__PROBLEM 1__.
Copy the part of the post on community starting with "Friday, October 12, 2018" and going on through "smooth or smoother.", word for word.
__PROBLEM 2__.
Answer these questions from the post on community:
(a) The change between which two seasons caught the writer up?
(b) Which communities did the writer leave before traveling northward?
(c) Which groups does the writer name as nourishing?

GIVEN PASSAGE Start Marker

This is where I am located.


Kat
25 January 2019

Friday, October 12, 2018

Ponderings on What Make a Community

In a whirlwind of time, my life has turned colour.  The shift of seasons from summer to fall caught me up in its kaleidoscope of inevitable change. And tripped me, tumbled me, as the winds tumble leaves and ocean waves loosen their rocks upon the shoreline, easing rough edges smooth or smoother.

Asked to ponder when and how does a gathering of people become a group, when and how does the group morph into a team or band, and when and at what point does it become a community, the answers slowly developed over a moon's cycle. To reveal the obvious through an achingly somatic experience that this cyclical process embodies a sacredness not only for myself, but for each and every person within the gathering who has become part of the group and in time, the community.

These questions, posed to me once I left my Seaside and Astoria communities and traveled northward this September to begin a new life, held me riveted day in, day out. Sensing that I could not rest until I understood the deeper meaning within this riddled set of ponderings, I came to realize that I was a part of the grand evolution bestowed upon those who come together into a group to share their passions, and ultimately morph into a community. And that I was mourning leaving behind community, connection, respect, nourishment and love for and from the people in my groups. I had no idea that leaving would would throw me into a depression.  Nor that my leaving would impact others.


To be the wayward wind, identifying with a disconnected alone sense no longer defined who I was. While I had not considered myself a group person, over time I found my writing group,  my music groups and other groups nourishing me, holding me connected, feeding my deepest passions.  Stories unexamined for too long, held in the subconscious, unexposed to the light of consciousness, can imprison us, keeping our pathologies alive rather than freeing us to live with an ease to explore maintaining continuity and connection to self and others.

GIVEN PASSAGE End Marker
EXTRACTED RECORDS Start Marker

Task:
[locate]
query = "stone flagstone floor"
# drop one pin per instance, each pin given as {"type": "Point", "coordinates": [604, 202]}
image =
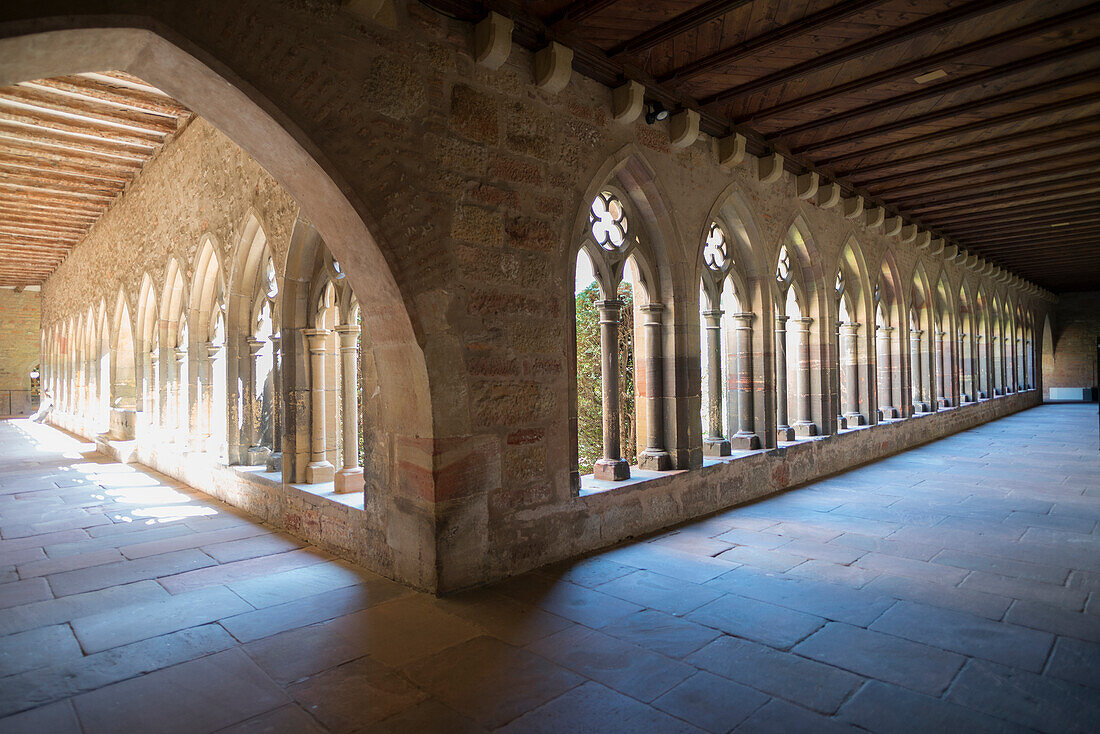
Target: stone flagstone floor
{"type": "Point", "coordinates": [954, 588]}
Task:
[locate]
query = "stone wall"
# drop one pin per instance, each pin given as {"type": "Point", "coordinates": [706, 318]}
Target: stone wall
{"type": "Point", "coordinates": [1069, 360]}
{"type": "Point", "coordinates": [19, 349]}
{"type": "Point", "coordinates": [474, 187]}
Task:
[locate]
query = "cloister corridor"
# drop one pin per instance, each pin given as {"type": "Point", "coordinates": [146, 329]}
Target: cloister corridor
{"type": "Point", "coordinates": [953, 588]}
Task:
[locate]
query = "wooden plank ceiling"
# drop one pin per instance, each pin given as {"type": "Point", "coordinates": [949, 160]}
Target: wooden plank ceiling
{"type": "Point", "coordinates": [978, 119]}
{"type": "Point", "coordinates": [68, 148]}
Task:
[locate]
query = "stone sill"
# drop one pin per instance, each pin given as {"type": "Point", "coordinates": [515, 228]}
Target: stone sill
{"type": "Point", "coordinates": [639, 478]}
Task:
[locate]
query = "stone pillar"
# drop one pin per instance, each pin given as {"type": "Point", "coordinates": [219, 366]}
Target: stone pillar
{"type": "Point", "coordinates": [714, 442]}
{"type": "Point", "coordinates": [612, 467]}
{"type": "Point", "coordinates": [994, 348]}
{"type": "Point", "coordinates": [255, 453]}
{"type": "Point", "coordinates": [179, 423]}
{"type": "Point", "coordinates": [943, 362]}
{"type": "Point", "coordinates": [275, 459]}
{"type": "Point", "coordinates": [917, 380]}
{"type": "Point", "coordinates": [966, 368]}
{"type": "Point", "coordinates": [981, 365]}
{"type": "Point", "coordinates": [804, 424]}
{"type": "Point", "coordinates": [849, 344]}
{"type": "Point", "coordinates": [745, 438]}
{"type": "Point", "coordinates": [209, 354]}
{"type": "Point", "coordinates": [350, 478]}
{"type": "Point", "coordinates": [783, 430]}
{"type": "Point", "coordinates": [883, 359]}
{"type": "Point", "coordinates": [147, 367]}
{"type": "Point", "coordinates": [655, 457]}
{"type": "Point", "coordinates": [319, 470]}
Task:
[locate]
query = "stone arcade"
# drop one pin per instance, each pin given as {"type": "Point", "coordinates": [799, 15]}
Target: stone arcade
{"type": "Point", "coordinates": [326, 263]}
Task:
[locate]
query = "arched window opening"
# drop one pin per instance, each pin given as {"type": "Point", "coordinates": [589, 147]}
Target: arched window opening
{"type": "Point", "coordinates": [618, 338]}
{"type": "Point", "coordinates": [788, 326]}
{"type": "Point", "coordinates": [921, 343]}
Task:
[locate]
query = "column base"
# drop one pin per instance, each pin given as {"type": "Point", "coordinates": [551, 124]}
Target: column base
{"type": "Point", "coordinates": [257, 455]}
{"type": "Point", "coordinates": [318, 472]}
{"type": "Point", "coordinates": [744, 441]}
{"type": "Point", "coordinates": [655, 460]}
{"type": "Point", "coordinates": [612, 470]}
{"type": "Point", "coordinates": [349, 480]}
{"type": "Point", "coordinates": [805, 429]}
{"type": "Point", "coordinates": [715, 447]}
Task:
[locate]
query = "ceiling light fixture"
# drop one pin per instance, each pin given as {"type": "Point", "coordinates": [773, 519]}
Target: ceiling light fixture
{"type": "Point", "coordinates": [656, 112]}
{"type": "Point", "coordinates": [930, 76]}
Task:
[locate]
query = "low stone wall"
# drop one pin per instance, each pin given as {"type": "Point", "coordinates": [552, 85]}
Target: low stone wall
{"type": "Point", "coordinates": [586, 523]}
{"type": "Point", "coordinates": [338, 528]}
{"type": "Point", "coordinates": [597, 521]}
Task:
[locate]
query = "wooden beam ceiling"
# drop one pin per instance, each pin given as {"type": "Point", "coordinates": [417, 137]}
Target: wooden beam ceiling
{"type": "Point", "coordinates": [68, 149]}
{"type": "Point", "coordinates": [1008, 132]}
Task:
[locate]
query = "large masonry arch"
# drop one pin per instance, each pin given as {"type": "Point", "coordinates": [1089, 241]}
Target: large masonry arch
{"type": "Point", "coordinates": [211, 89]}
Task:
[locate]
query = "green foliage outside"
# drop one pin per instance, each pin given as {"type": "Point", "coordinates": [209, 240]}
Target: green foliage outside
{"type": "Point", "coordinates": [589, 379]}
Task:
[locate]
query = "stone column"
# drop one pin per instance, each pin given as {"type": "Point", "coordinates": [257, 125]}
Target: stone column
{"type": "Point", "coordinates": [917, 381]}
{"type": "Point", "coordinates": [884, 358]}
{"type": "Point", "coordinates": [275, 459]}
{"type": "Point", "coordinates": [255, 453]}
{"type": "Point", "coordinates": [745, 438]}
{"type": "Point", "coordinates": [849, 344]}
{"type": "Point", "coordinates": [943, 360]}
{"type": "Point", "coordinates": [966, 371]}
{"type": "Point", "coordinates": [994, 348]}
{"type": "Point", "coordinates": [153, 390]}
{"type": "Point", "coordinates": [179, 422]}
{"type": "Point", "coordinates": [146, 387]}
{"type": "Point", "coordinates": [1029, 367]}
{"type": "Point", "coordinates": [612, 467]}
{"type": "Point", "coordinates": [655, 457]}
{"type": "Point", "coordinates": [981, 368]}
{"type": "Point", "coordinates": [783, 430]}
{"type": "Point", "coordinates": [350, 478]}
{"type": "Point", "coordinates": [714, 442]}
{"type": "Point", "coordinates": [209, 354]}
{"type": "Point", "coordinates": [804, 423]}
{"type": "Point", "coordinates": [319, 470]}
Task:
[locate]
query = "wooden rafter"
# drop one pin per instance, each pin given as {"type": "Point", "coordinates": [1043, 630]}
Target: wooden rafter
{"type": "Point", "coordinates": [68, 149]}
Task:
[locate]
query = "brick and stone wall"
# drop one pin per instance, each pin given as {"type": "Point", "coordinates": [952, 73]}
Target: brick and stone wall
{"type": "Point", "coordinates": [19, 349]}
{"type": "Point", "coordinates": [455, 197]}
{"type": "Point", "coordinates": [1069, 359]}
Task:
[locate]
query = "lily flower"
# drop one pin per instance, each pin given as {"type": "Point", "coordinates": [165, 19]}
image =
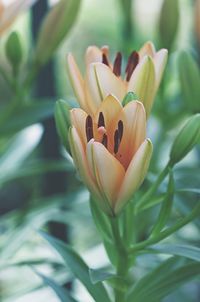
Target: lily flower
{"type": "Point", "coordinates": [9, 9]}
{"type": "Point", "coordinates": [111, 151]}
{"type": "Point", "coordinates": [143, 74]}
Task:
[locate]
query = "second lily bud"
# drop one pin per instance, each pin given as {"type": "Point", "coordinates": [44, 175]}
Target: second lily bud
{"type": "Point", "coordinates": [142, 76]}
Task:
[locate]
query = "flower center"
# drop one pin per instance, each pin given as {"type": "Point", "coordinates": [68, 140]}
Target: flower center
{"type": "Point", "coordinates": [132, 62]}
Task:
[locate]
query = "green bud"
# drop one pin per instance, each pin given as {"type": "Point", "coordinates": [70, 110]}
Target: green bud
{"type": "Point", "coordinates": [62, 119]}
{"type": "Point", "coordinates": [189, 76]}
{"type": "Point", "coordinates": [186, 139]}
{"type": "Point", "coordinates": [168, 22]}
{"type": "Point", "coordinates": [55, 27]}
{"type": "Point", "coordinates": [130, 96]}
{"type": "Point", "coordinates": [14, 51]}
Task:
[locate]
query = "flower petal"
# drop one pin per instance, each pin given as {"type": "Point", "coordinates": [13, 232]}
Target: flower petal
{"type": "Point", "coordinates": [78, 120]}
{"type": "Point", "coordinates": [134, 120]}
{"type": "Point", "coordinates": [103, 82]}
{"type": "Point", "coordinates": [111, 108]}
{"type": "Point", "coordinates": [143, 82]}
{"type": "Point", "coordinates": [77, 81]}
{"type": "Point", "coordinates": [148, 49]}
{"type": "Point", "coordinates": [79, 157]}
{"type": "Point", "coordinates": [160, 60]}
{"type": "Point", "coordinates": [107, 170]}
{"type": "Point", "coordinates": [93, 54]}
{"type": "Point", "coordinates": [135, 174]}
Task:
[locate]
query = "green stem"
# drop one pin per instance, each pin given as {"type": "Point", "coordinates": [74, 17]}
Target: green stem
{"type": "Point", "coordinates": [166, 233]}
{"type": "Point", "coordinates": [123, 259]}
{"type": "Point", "coordinates": [147, 196]}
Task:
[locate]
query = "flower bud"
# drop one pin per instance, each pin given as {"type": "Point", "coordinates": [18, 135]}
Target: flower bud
{"type": "Point", "coordinates": [189, 76]}
{"type": "Point", "coordinates": [55, 27]}
{"type": "Point", "coordinates": [187, 138]}
{"type": "Point", "coordinates": [168, 23]}
{"type": "Point", "coordinates": [14, 51]}
{"type": "Point", "coordinates": [62, 119]}
{"type": "Point", "coordinates": [130, 96]}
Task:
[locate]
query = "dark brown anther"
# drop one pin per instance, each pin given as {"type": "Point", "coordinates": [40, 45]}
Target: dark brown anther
{"type": "Point", "coordinates": [116, 141]}
{"type": "Point", "coordinates": [117, 64]}
{"type": "Point", "coordinates": [101, 122]}
{"type": "Point", "coordinates": [89, 128]}
{"type": "Point", "coordinates": [105, 140]}
{"type": "Point", "coordinates": [105, 59]}
{"type": "Point", "coordinates": [120, 129]}
{"type": "Point", "coordinates": [133, 60]}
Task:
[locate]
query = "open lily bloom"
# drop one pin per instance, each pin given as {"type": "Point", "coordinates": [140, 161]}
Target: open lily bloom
{"type": "Point", "coordinates": [9, 9]}
{"type": "Point", "coordinates": [110, 151]}
{"type": "Point", "coordinates": [142, 76]}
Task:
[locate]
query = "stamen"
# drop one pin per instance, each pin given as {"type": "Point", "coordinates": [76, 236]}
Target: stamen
{"type": "Point", "coordinates": [105, 59]}
{"type": "Point", "coordinates": [120, 129]}
{"type": "Point", "coordinates": [133, 60]}
{"type": "Point", "coordinates": [89, 128]}
{"type": "Point", "coordinates": [101, 121]}
{"type": "Point", "coordinates": [117, 64]}
{"type": "Point", "coordinates": [116, 141]}
{"type": "Point", "coordinates": [105, 140]}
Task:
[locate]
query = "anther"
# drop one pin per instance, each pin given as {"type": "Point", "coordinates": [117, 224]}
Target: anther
{"type": "Point", "coordinates": [105, 59]}
{"type": "Point", "coordinates": [105, 140]}
{"type": "Point", "coordinates": [117, 64]}
{"type": "Point", "coordinates": [120, 129]}
{"type": "Point", "coordinates": [101, 121]}
{"type": "Point", "coordinates": [133, 60]}
{"type": "Point", "coordinates": [89, 128]}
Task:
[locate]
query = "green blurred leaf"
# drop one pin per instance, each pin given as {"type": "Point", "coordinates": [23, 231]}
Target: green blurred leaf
{"type": "Point", "coordinates": [187, 251]}
{"type": "Point", "coordinates": [161, 282]}
{"type": "Point", "coordinates": [166, 207]}
{"type": "Point", "coordinates": [100, 275]}
{"type": "Point", "coordinates": [27, 115]}
{"type": "Point", "coordinates": [189, 76]}
{"type": "Point", "coordinates": [168, 22]}
{"type": "Point", "coordinates": [78, 267]}
{"type": "Point", "coordinates": [61, 292]}
{"type": "Point", "coordinates": [54, 29]}
{"type": "Point", "coordinates": [101, 221]}
{"type": "Point", "coordinates": [14, 51]}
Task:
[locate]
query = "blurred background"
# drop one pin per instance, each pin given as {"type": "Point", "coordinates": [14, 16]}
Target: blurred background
{"type": "Point", "coordinates": [39, 188]}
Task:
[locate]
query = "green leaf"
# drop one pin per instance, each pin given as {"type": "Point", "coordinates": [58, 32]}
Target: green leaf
{"type": "Point", "coordinates": [168, 23]}
{"type": "Point", "coordinates": [158, 284]}
{"type": "Point", "coordinates": [99, 275]}
{"type": "Point", "coordinates": [166, 207]}
{"type": "Point", "coordinates": [189, 77]}
{"type": "Point", "coordinates": [189, 190]}
{"type": "Point", "coordinates": [187, 251]}
{"type": "Point", "coordinates": [61, 292]}
{"type": "Point", "coordinates": [26, 116]}
{"type": "Point", "coordinates": [54, 29]}
{"type": "Point", "coordinates": [78, 267]}
{"type": "Point", "coordinates": [62, 119]}
{"type": "Point", "coordinates": [14, 51]}
{"type": "Point", "coordinates": [101, 221]}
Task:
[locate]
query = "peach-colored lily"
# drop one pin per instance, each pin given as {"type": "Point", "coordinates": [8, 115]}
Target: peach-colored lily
{"type": "Point", "coordinates": [143, 74]}
{"type": "Point", "coordinates": [110, 151]}
{"type": "Point", "coordinates": [10, 9]}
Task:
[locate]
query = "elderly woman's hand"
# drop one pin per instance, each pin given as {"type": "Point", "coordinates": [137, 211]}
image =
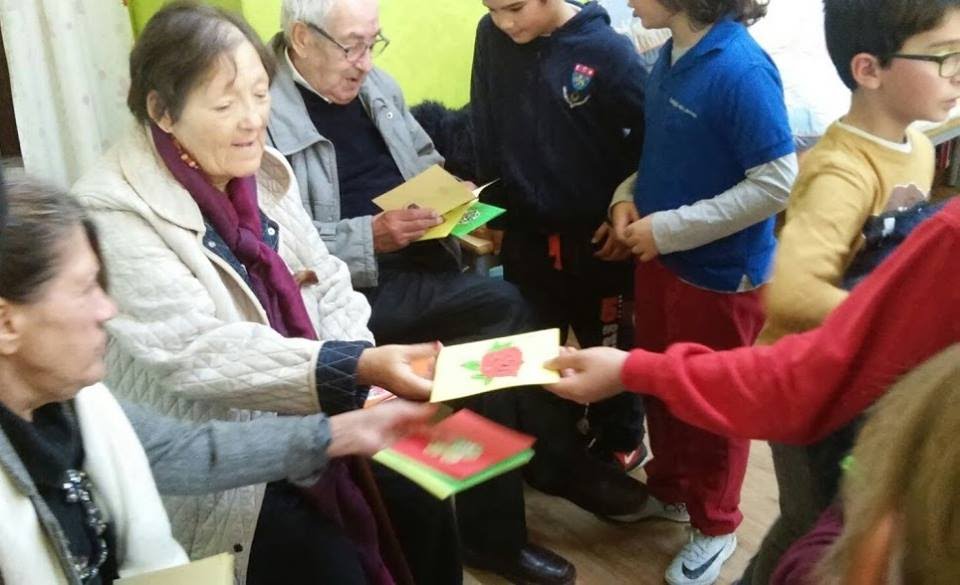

EXTRACTED RECORDS End Marker

__OUTPUT 1__.
Friday, October 12, 2018

Ponderings on What Make a Community

In a whirlwind of time, my life has turned colour.  The shift of seasons from summer to fall caught me up in its kaleidoscope of inevitable change. And tripped me, tumbled me, as the winds tumble leaves and ocean waves loosen their rocks upon the shoreline, easing rough edges smooth or smoother.

__OUTPUT 2__.
(a) Summer to fall.
(b) The Seaside and Astoria communities.
(c) A writing group, music groups and other groups.